The request. Update the records from the first line up to and including the line with "Target: white house" so that "integer pixels" becomes "whole-number pixels", keeping everything else unchanged. Give only those lines, without the pictures.

Dataset excerpts.
──────

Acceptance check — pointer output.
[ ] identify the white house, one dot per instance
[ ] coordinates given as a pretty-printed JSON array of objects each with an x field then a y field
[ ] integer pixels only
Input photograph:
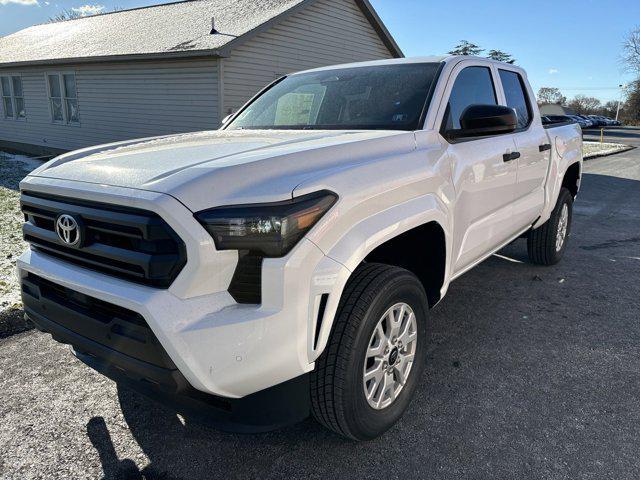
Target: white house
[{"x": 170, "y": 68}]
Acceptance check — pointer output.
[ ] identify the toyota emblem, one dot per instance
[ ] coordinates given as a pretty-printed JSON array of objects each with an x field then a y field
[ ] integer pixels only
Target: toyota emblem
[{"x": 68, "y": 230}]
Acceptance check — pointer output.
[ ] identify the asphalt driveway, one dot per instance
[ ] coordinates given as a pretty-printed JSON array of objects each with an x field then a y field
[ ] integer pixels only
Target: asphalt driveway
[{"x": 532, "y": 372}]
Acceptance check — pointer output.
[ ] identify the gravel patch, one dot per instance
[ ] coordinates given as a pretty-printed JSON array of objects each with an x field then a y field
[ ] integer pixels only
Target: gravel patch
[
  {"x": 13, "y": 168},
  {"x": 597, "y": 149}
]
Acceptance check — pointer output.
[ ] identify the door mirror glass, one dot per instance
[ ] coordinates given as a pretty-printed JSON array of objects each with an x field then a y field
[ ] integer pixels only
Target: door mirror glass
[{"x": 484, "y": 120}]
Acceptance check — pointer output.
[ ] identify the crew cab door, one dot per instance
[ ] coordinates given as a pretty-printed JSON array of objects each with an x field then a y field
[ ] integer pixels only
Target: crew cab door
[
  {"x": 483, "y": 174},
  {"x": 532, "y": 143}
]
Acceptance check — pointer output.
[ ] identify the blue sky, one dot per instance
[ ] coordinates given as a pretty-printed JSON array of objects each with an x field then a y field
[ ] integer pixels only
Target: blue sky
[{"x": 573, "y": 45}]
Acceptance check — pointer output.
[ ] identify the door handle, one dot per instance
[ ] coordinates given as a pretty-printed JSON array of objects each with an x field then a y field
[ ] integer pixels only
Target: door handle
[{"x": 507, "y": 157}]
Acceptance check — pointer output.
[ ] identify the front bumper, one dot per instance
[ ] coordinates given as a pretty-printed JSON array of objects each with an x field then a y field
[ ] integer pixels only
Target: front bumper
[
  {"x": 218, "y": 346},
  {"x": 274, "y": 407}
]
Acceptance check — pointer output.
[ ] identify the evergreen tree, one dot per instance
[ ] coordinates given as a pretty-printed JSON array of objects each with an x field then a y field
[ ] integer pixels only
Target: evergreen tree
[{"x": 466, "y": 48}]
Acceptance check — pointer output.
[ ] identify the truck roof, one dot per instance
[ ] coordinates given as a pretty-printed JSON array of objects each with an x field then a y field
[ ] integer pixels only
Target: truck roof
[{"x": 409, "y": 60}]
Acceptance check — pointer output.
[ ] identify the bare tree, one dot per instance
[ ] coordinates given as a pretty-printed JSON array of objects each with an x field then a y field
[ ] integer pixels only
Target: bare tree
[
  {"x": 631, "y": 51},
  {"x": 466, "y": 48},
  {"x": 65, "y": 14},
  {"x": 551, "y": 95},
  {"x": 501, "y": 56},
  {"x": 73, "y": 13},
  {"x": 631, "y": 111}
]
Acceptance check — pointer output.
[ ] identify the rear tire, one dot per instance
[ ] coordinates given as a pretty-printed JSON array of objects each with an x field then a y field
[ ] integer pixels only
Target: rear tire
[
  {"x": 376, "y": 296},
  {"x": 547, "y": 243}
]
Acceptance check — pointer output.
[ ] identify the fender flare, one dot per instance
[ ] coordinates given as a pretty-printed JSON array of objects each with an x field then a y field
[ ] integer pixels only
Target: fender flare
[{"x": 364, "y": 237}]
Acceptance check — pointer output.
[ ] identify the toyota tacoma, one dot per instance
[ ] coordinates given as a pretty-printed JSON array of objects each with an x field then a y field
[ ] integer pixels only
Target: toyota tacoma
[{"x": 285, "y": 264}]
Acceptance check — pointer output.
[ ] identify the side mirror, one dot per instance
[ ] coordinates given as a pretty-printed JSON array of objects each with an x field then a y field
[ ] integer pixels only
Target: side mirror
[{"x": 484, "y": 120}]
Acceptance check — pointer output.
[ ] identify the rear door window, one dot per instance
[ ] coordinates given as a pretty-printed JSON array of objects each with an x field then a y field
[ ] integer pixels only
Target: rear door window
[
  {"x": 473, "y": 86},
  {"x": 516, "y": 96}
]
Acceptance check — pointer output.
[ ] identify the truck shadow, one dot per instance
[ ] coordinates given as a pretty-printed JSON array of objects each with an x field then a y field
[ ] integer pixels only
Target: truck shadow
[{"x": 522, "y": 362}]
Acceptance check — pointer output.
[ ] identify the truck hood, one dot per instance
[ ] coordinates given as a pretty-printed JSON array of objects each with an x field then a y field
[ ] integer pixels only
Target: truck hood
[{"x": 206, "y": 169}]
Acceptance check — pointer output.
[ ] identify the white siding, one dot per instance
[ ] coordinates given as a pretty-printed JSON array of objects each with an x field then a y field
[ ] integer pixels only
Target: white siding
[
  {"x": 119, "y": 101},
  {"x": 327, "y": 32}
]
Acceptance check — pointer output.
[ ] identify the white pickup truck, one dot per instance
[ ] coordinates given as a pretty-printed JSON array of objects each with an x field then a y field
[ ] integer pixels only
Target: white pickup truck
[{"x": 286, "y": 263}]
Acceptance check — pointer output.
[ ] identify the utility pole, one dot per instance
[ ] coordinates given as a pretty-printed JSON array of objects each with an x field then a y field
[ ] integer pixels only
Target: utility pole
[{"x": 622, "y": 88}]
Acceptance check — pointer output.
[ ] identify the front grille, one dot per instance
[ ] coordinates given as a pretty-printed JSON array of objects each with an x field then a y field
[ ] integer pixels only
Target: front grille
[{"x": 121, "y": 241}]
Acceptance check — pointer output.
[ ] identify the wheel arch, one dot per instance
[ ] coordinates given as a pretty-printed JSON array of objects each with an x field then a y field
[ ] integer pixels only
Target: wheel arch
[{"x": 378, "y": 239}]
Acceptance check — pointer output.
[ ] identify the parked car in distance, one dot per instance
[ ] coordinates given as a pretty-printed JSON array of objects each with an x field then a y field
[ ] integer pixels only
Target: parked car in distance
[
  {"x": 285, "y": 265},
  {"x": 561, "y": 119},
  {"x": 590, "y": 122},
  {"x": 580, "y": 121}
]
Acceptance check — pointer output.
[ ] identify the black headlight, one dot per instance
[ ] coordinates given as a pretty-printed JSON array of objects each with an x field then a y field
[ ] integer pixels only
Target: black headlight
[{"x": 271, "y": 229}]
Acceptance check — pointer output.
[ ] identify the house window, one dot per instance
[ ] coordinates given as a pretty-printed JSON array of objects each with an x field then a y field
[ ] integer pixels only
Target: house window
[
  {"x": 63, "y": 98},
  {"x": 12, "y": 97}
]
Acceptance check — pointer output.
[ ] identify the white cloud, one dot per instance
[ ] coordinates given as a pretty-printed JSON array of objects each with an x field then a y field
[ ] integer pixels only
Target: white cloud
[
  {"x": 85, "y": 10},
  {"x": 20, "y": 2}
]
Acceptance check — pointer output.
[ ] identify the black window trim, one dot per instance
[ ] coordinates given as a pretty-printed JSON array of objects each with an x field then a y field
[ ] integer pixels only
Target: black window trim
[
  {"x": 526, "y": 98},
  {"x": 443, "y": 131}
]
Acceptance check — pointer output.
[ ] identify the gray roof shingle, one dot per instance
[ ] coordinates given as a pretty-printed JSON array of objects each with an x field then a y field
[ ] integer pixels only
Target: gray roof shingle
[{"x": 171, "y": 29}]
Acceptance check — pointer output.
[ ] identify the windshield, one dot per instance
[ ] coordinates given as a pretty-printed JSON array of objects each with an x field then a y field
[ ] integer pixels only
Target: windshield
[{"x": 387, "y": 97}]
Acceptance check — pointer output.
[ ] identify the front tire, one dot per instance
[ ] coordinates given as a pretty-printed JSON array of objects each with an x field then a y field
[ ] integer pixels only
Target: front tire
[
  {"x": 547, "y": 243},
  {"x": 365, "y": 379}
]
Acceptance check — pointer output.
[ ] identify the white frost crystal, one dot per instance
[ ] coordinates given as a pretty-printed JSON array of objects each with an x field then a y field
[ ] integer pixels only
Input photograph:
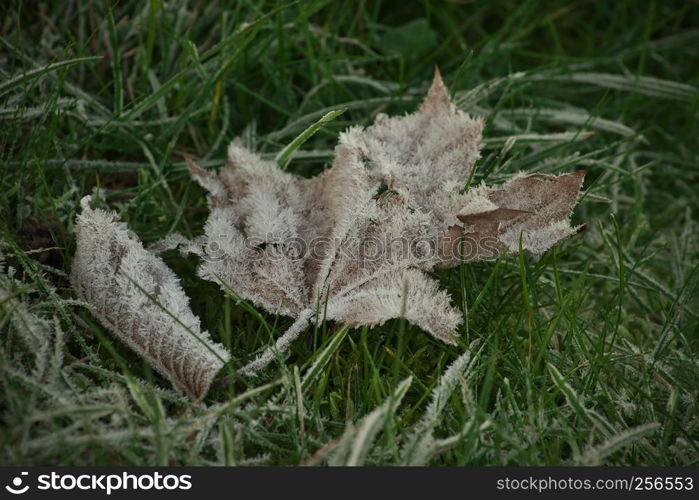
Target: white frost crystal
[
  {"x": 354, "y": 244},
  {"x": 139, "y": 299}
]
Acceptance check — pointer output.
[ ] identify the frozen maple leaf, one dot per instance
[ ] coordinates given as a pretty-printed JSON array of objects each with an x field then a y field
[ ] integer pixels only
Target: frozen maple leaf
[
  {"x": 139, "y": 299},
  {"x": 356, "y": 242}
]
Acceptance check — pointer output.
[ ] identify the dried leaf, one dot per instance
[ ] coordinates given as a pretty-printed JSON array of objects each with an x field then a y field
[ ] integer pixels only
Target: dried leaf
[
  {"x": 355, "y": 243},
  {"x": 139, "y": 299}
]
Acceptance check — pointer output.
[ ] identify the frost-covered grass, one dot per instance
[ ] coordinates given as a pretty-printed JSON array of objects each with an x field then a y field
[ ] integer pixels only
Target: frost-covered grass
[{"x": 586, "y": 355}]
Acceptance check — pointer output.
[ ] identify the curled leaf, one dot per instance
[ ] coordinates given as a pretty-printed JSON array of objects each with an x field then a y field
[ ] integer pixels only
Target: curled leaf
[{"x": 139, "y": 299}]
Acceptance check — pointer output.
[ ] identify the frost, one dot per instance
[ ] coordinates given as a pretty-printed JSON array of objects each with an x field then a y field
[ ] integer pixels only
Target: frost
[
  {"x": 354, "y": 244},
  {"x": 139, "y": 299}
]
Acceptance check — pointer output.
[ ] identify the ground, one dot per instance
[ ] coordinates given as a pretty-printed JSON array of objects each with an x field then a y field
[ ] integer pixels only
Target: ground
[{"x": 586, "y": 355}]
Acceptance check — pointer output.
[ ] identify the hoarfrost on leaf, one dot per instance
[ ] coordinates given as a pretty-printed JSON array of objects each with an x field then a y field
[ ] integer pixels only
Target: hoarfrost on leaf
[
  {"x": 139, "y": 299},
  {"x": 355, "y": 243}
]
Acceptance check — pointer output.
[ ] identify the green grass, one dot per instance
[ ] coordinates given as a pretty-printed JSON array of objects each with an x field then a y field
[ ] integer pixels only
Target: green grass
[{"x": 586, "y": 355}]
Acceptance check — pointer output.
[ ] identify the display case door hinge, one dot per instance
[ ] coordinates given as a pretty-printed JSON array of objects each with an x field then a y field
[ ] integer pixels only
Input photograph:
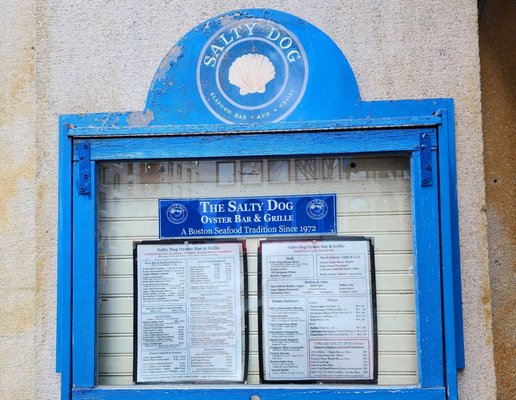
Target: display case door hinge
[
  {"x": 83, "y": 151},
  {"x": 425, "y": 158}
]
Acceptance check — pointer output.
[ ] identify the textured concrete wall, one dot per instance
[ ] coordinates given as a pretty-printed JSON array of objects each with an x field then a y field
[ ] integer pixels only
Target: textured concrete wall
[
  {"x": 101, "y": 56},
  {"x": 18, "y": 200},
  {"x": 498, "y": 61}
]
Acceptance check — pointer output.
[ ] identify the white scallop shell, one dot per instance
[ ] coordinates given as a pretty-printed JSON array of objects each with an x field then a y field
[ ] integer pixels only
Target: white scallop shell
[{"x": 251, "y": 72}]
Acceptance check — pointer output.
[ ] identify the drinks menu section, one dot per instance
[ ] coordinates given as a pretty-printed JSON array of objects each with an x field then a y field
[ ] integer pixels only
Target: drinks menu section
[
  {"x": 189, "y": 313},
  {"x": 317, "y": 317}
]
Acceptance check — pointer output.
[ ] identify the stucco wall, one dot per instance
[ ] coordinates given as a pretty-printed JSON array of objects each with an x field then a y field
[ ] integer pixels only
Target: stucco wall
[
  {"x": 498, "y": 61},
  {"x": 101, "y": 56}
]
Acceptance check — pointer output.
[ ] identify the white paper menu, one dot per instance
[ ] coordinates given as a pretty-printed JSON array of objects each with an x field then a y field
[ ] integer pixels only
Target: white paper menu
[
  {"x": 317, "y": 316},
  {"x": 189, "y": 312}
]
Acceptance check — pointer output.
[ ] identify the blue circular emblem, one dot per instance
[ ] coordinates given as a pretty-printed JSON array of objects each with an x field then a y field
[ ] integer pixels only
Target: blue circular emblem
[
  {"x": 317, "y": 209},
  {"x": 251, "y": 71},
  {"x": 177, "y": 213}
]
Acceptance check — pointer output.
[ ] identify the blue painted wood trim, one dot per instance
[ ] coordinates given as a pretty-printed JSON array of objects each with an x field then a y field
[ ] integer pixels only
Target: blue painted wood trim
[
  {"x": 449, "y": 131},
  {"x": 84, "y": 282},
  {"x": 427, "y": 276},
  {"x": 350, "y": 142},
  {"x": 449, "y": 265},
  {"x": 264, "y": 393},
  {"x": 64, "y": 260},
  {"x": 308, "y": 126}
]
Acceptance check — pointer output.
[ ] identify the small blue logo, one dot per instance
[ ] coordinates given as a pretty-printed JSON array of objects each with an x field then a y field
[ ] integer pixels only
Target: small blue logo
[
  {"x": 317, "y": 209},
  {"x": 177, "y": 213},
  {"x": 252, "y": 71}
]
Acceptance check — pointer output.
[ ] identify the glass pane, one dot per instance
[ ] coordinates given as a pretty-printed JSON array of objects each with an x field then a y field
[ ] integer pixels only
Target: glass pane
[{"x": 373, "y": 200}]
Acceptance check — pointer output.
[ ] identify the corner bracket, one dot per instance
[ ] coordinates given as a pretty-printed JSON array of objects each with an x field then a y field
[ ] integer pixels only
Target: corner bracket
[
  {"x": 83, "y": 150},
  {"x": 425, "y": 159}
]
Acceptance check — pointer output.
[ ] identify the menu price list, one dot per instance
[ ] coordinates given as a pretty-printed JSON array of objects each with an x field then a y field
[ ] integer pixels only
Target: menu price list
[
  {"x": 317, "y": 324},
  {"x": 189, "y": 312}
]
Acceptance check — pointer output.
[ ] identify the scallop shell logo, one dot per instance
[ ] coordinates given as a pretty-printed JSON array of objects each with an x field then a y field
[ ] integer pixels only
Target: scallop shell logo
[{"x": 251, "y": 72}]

──────

Written reply.
Acceptance check — pointer output.
[ ] identify the white house, one dot per instance
[ ] coordinates given as a pretty-printed JSON array of objects each with an x field then a y field
[ ] whole-number pixels only
Input photograph:
Target: white house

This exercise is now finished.